■ Coordinate annotation rows:

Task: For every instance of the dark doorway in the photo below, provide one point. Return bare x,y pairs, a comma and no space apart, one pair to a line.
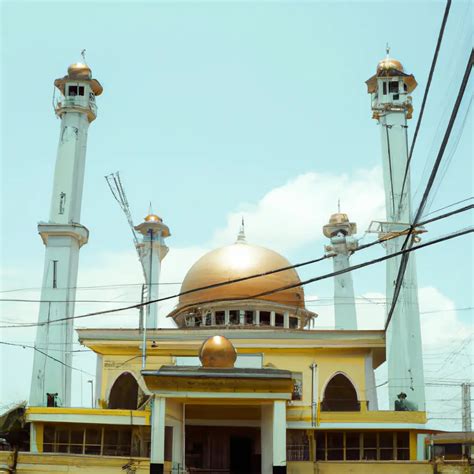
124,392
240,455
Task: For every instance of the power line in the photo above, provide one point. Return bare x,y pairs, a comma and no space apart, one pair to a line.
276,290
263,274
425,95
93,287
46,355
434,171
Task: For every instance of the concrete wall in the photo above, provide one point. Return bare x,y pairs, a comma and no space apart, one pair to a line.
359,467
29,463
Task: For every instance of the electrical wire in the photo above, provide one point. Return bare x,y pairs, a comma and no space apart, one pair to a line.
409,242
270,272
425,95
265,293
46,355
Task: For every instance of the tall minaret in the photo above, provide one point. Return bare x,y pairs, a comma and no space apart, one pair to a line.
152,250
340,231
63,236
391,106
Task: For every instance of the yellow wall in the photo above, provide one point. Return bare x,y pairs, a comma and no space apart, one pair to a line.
---
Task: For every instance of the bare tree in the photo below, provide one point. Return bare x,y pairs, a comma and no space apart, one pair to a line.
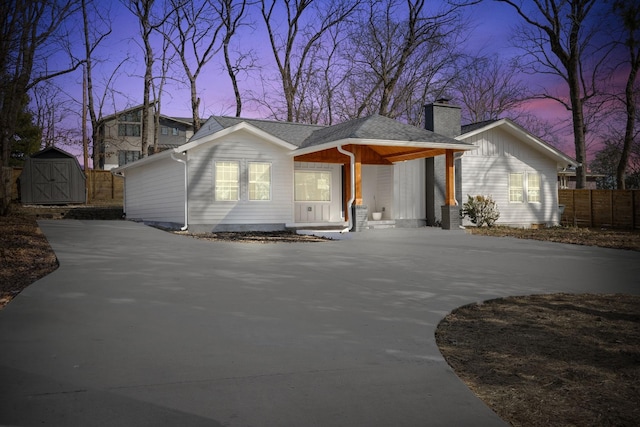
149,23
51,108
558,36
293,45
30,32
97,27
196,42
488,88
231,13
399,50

■ Challenge: Please count how many lines of the rows above contain the word "below", treating uppercase and lowercase as different. Reply with the number only.

■ Answer to this problem: 2